**REQUIRED ACTION**
Report every line below that carries the word "belt".

**RECORD EXCERPTS**

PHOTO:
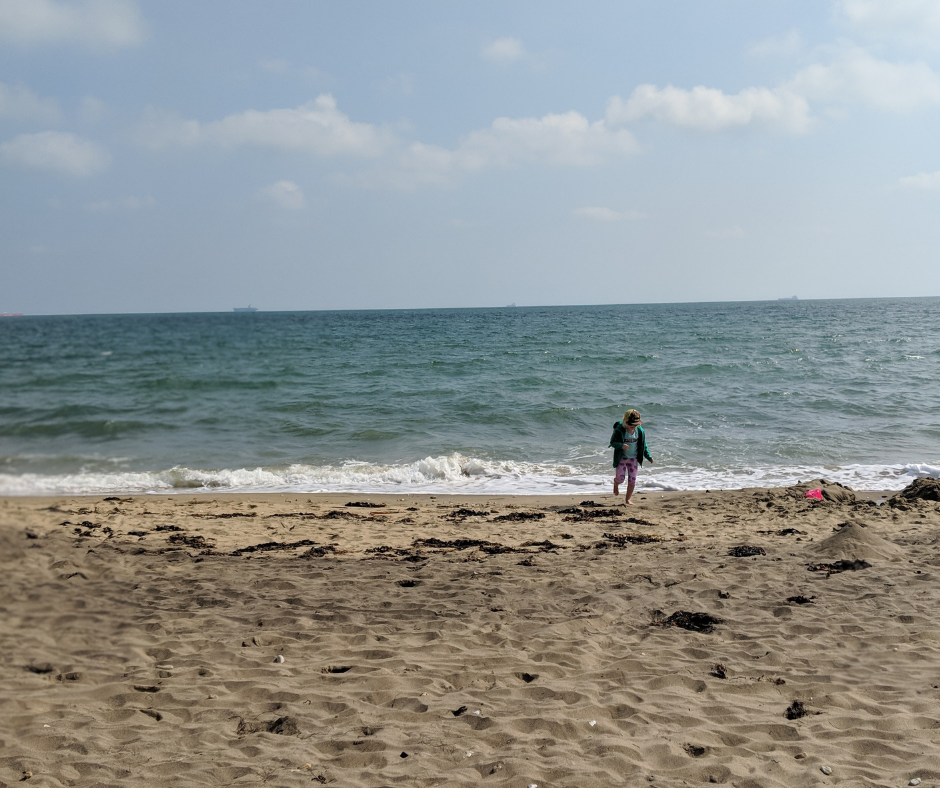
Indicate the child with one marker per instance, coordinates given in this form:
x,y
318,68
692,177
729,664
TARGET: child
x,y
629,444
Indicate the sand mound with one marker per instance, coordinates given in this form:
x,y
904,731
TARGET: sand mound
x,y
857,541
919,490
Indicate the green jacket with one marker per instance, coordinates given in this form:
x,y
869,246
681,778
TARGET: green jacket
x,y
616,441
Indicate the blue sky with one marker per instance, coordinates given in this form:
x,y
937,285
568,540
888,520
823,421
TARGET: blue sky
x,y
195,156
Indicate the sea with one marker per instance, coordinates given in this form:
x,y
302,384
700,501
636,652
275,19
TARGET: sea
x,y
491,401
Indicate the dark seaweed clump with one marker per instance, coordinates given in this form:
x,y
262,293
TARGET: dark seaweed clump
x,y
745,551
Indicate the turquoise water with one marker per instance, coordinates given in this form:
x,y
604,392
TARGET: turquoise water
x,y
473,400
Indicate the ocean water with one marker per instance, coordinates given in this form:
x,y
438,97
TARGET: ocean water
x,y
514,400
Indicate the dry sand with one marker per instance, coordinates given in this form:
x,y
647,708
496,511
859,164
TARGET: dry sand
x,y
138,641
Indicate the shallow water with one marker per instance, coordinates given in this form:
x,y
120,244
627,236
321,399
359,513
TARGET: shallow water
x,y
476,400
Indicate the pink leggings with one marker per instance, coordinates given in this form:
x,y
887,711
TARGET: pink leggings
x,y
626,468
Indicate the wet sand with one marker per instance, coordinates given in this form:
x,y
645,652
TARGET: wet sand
==
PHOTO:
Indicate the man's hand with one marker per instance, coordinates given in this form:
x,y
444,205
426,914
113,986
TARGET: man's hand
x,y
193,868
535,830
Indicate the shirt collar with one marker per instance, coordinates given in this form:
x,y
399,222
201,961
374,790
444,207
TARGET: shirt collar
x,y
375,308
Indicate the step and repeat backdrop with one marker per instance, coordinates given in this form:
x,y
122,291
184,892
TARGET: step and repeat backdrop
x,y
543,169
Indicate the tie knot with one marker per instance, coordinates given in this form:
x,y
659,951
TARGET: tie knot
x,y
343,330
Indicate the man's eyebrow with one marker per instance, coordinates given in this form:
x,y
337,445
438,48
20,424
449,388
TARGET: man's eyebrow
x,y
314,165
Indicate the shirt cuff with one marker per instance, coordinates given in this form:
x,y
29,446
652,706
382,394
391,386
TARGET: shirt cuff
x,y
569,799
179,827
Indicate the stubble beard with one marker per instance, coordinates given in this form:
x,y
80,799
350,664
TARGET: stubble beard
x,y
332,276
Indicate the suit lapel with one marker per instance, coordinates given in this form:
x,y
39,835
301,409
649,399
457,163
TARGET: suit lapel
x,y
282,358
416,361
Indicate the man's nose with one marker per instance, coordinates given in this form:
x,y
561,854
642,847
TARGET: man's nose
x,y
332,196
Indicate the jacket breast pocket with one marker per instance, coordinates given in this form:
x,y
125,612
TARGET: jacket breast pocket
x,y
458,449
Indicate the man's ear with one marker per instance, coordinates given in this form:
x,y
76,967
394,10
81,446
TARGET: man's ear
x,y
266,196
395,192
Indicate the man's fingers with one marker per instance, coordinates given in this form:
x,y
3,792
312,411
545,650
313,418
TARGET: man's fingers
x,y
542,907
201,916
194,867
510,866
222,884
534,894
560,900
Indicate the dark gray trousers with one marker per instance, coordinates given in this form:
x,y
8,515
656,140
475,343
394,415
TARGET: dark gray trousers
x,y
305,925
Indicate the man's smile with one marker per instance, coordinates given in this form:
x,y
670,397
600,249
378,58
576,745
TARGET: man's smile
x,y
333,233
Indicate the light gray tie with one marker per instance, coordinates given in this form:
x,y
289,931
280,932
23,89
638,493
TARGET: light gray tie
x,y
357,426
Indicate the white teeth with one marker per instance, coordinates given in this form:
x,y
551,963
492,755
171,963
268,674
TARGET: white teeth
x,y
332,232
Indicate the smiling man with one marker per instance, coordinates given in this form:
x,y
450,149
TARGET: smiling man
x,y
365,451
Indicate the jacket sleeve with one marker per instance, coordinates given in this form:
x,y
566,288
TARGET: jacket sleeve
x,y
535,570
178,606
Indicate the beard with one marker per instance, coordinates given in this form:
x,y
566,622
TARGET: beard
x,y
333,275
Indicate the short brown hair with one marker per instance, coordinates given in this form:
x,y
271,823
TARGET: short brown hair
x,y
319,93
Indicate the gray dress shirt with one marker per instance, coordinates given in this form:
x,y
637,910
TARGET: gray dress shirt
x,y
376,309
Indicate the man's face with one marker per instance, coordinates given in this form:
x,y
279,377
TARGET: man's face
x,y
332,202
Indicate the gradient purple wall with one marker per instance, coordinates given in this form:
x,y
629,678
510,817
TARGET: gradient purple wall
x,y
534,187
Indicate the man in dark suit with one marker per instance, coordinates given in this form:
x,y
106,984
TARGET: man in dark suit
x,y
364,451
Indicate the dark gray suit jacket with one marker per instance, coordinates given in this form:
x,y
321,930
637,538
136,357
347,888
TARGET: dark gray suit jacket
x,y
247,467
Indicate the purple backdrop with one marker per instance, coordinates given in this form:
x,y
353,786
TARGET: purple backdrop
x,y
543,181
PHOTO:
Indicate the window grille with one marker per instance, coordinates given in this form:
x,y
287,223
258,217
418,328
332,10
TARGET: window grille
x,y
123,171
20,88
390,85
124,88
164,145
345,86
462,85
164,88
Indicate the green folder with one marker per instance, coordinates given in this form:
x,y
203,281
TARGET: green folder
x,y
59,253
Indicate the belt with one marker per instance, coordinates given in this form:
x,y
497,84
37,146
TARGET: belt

**OUTPUT**
Indicate the belt with one marker per instance, coordinates given in this form:
TARGET: belt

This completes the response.